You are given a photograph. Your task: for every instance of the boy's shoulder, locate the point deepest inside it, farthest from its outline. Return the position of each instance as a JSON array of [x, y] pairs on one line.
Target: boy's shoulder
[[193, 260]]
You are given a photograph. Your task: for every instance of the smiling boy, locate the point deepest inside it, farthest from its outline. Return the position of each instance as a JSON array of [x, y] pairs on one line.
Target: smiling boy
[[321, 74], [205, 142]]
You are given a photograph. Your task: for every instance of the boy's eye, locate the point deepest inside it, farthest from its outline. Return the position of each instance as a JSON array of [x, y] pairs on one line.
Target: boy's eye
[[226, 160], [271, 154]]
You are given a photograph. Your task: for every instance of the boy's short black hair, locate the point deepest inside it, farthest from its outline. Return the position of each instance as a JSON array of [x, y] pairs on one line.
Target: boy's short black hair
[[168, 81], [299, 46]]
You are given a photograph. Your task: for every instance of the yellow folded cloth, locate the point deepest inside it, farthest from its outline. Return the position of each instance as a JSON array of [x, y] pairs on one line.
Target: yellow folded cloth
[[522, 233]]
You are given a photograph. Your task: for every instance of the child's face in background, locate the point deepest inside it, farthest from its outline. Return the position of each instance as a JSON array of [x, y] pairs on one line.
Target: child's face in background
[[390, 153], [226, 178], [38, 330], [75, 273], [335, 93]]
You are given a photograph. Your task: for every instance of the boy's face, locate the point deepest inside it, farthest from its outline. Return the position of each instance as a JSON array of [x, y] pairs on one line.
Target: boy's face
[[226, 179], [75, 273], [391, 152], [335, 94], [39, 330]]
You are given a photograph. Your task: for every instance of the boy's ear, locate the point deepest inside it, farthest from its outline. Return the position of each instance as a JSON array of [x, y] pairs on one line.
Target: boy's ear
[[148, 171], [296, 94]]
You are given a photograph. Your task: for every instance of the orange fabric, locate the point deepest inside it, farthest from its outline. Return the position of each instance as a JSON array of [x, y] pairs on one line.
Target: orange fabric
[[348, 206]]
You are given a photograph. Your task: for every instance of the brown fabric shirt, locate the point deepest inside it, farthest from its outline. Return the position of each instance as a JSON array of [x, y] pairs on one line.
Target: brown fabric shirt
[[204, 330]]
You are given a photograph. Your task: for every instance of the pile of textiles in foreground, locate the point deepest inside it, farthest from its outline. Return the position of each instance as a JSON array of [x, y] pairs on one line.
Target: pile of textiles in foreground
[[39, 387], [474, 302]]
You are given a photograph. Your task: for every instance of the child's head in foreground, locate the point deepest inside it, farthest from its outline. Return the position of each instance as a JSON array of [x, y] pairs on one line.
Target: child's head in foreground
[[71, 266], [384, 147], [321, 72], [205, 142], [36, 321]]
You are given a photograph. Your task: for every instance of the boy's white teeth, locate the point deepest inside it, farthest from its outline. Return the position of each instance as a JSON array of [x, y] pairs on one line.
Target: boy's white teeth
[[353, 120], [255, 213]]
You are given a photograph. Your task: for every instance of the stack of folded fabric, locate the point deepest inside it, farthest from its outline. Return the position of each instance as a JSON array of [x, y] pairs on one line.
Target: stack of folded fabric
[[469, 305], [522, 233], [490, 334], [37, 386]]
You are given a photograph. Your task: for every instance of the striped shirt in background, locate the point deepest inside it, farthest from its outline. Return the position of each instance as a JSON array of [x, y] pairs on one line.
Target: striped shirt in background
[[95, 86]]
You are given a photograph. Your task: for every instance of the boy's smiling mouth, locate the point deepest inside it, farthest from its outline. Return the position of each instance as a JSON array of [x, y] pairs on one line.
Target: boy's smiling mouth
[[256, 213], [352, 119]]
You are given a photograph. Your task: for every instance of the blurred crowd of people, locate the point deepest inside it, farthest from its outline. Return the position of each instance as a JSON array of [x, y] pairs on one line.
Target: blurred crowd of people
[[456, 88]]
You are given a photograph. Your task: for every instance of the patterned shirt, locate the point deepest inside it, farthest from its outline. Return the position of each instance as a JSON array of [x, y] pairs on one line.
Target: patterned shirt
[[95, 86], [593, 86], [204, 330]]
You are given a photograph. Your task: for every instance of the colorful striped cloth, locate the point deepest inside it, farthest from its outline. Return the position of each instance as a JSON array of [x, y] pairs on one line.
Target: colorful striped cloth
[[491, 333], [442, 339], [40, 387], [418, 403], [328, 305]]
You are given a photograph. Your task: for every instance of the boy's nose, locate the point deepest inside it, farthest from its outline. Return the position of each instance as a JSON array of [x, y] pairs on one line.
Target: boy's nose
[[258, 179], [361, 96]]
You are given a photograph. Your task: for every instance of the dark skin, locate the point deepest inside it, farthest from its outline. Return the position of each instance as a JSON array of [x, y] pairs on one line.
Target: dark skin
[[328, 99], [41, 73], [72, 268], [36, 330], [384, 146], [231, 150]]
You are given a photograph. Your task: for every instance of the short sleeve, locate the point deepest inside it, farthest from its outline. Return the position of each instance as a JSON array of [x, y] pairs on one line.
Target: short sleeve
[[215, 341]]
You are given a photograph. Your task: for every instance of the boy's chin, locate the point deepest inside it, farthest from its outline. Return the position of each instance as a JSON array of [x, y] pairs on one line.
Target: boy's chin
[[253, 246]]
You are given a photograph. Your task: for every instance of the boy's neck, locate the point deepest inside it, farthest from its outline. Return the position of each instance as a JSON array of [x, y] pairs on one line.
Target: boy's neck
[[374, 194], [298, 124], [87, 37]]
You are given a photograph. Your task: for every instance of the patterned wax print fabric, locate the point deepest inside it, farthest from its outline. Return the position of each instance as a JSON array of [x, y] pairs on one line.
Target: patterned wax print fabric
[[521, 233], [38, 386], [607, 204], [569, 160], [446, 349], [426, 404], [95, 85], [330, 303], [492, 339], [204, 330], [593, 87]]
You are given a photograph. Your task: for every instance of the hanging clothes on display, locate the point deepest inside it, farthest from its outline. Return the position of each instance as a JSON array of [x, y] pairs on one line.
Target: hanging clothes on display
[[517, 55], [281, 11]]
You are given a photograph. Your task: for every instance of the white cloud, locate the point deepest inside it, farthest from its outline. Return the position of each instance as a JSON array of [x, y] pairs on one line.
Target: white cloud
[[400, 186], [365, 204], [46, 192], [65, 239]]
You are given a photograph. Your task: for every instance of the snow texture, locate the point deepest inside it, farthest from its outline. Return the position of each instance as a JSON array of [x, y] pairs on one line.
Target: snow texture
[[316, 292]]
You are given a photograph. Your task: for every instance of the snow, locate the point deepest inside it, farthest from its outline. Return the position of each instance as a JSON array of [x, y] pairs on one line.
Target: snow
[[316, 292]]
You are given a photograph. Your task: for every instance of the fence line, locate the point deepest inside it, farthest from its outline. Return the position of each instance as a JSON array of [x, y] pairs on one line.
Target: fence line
-.-.-
• WHAT IS ASKED
Retype all of the records above line for line, with every character unchanged.

• ANSWER FOR THE TASK
You are given a photograph. Your task: for every instance of the boy's shoulder, locate the point deepest inside it, farthest from its outline. Return the position of each instance as a JSON array of [x, y] pairs on one line.
Target: boy's shoulder
[[193, 260]]
You are given a photograph. Your task: for every instance of the smiling boy, locate the point deepest inside it, farthest from its outline. Return the position of each instance as a JSON array of [x, y] pairs on one line.
Target: smiling boy
[[321, 74], [205, 142]]
You are given a photograph. Your task: for every instance of the boy's eye, locate the point deepest inside it, farthest from its outline. Return the position of each instance as a JSON array of [x, y] pairs on one line.
Target: boy's eye
[[226, 160], [271, 154]]
You are given a photograph. Your task: for every instance of the boy's short black hair, locate the point deepest inside it, farthest from its outline. Return the position of each instance as a JSON array of [x, y] pairs on one line.
Target: boy's short black hair
[[168, 81], [299, 46]]
You are given a photograph. Your task: for every instance of the yellow folded cloth, locate the point deepest inside it, farthest from its outline. Return the position of each instance as a JSON array of [x, y] pairs on one line.
Target: yellow folded cloth
[[522, 233]]
You are given a photograph. Your task: for every instance of the child's face in background, locate the point deepest inside it, farthest from its outline. Return the position of each instance as a JSON array of [x, y] pairs on one line.
Target: child's face in background
[[390, 153], [226, 178], [38, 330], [75, 273], [335, 93]]
You are given a photograph. Your task: for every instance of the boy's face, locate the point deepest inside it, farthest from its outline. Return the position of each instance as a JSON array of [x, y] pairs on one line.
Target: boy's face
[[226, 179], [75, 273], [391, 152], [335, 94], [39, 330]]
You are given a photograph. Your task: for every instance of the boy's ear, locate the point deepest inside it, farthest from its outline. Return the position of each instance as a JSON array of [x, y] pairs on one line.
Target: boy's ear
[[148, 171], [296, 94]]
You are given a photograph. Your task: for every instance of the orange fabric, locate the point deepest inside it, farthest from its outline. Return the position of each instance as a JSON array of [x, y] pairs on one line.
Target: orange fabric
[[348, 206]]
You are given a photograph. Your task: for every instance of the brown fabric shirt, locate the point deepest inside it, farthest from its outline. Return the position of each instance as a JSON array of [x, y] pairs on one line.
Target: brown fabric shirt
[[204, 330]]
You are given a photograph. Your task: for every instance of the pile of textiles in foreground, locate the point deepest inside it, farthest from its outline. Return the position of each instance as a JSON array of [x, y] pairs on one line.
Target: pile of textiles in foreground
[[39, 387], [474, 302]]
You are given a photograph. Your task: for every instance of the child's head in foreground, locate the point deepest inside it, farthest from its outline. Return the position of each instance as a JSON array of [x, y] pairs on one line.
Target: child's head in foreground
[[71, 266], [384, 147], [321, 72], [205, 142], [36, 321]]
You are given a photograph. Your task: for every instance of the boy's white teeth, locate the point deepest inside it, farthest from its outline. Return the position of each instance as a JSON array of [x, y] pairs on one line.
Target: boy's white teeth
[[353, 120], [255, 213]]
You are given a photograph. Your task: for every instance of the stack of folded fabric, locate the point deepest inside it, farthest from its outline. Return the position of each instance as a JSON array of [x, y] pairs on one line.
Target: stack of folded fabric
[[469, 305], [522, 233], [490, 334], [37, 386]]
You are given a photograph. Your task: for every instance of the striped shirt in background, locate the point deepest inside it, farthest from its outline. Return the position of each instance as a JSON array of [x, y] pairs on one line.
Target: striped shirt in background
[[95, 86]]
You are given a photograph. Your task: for every instance of the boy's smiling mouth, locate the point deepest inside it, farthest from its outline. Return the position of each instance as a JSON array of [x, y] pairs on one line.
Target: boy's smiling mouth
[[256, 213], [352, 119]]
You are given a photograph. Your task: for every instance of the blurred crowd of people, locate the point deepest inside it, farthest from its outline. Return the position of each instance as a JSON array of [x, y] pairs on one line.
Target: blurred crowd of people
[[456, 88]]
You are given a photograph. Your task: for every instance of the patterned shirt, locate the point deepest inside it, farthest from its outline. Return the position of each instance as a JSON array of [x, y] pairs on one line.
Target: patterned shirt
[[95, 86], [593, 86], [204, 330]]
You are given a photograph. Your task: for every instance of the colorful striped cloth, locate the point deepest inside it, farthest from its outline. Return the position of each instance as a JSON array of [x, y] pairs on one line.
Target: colorful striped cloth
[[491, 333], [442, 339], [40, 387], [418, 403], [328, 305]]
You are given a photograph. Your task: for every instance of the boy's nose, locate the point deepest inside it, farthest from its outline. Return the position of each instance as a JSON array of [x, y] pairs on one line.
Target: boy's nose
[[258, 179], [361, 96]]
You are given a photograph. Your task: for every instance of the dark skin, locate the point deepest inside it, farthest from its outline. Return the position of each instance as a JSON array of [x, y] pairs on one line.
Target: dark skin
[[328, 99], [41, 73], [72, 268], [36, 330], [384, 146], [231, 150]]
You are given a photograph. Your task: for every instance of the short sleeve, locate the point deepest inside it, farthest from its outline. Return the position of each instance as a JSON array of [x, y] pairs on one line.
Target: short sleeve
[[215, 341]]
You are given a photograph. Your task: for every instance of the boy's chin, locate the point deepest inside it, farthest from its outline. Return the position of each instance as a JSON array of [x, y] pairs on one line.
Target: boy's chin
[[253, 246]]
You are given a photograph. Your task: for every instance of the boy's neck, locate the point deepest inside it, farthest from its outline. Return the position of each instance as a JSON array of [x, y] pairs on one line.
Target: boy's neck
[[374, 194], [298, 124], [87, 37]]
You are given a photograph. Your task: for every instance of the patterned wax print fabric, locate the point deepest inside it, farthest from its outline. Return the position of each instance as a JSON array of [x, y] pairs on one line.
Target: patterned wax print fabric
[[521, 233], [38, 386], [607, 204], [569, 160], [446, 349], [426, 404], [95, 85], [330, 303], [492, 339], [204, 330], [593, 87]]
You are given a photograph. Your task: for every instance of the hanging clothes on display, locate the point deepest inside it, farthest from its outline. Return the position of each instance as a JSON array of [x, y] pairs on one line.
Target: hanging clothes on display
[[517, 55], [281, 11]]
You are given a photograph. Your task: for every instance of the white cloud, locate the point deepest inside it, farthest from its outline. Return the position of each instance as a JSON array of [x, y] pairs on one line.
Target: white cloud
[[400, 186], [365, 204], [46, 192], [65, 239]]
You are given a photograph. Your task: for every instance of the snow texture, locate the point deepest inside it, farthest from its outline. Return the position of each instance as a JSON array of [x, y] pairs on one line.
Target: snow texture
[[316, 292]]
You are given a photograph. Your task: for every instance of the snow, locate the point deepest inside it, farthest from its outline. Return the position of each instance as a JSON array of [x, y] pairs on one line.
Target: snow
[[316, 292]]
You are given a photograph. Your task: for every instance of the fence line, locate the point deepest inside it, farthest from its outline. Return the position of each instance as a JSON array of [x, y] pairs on one line.
Target: fence line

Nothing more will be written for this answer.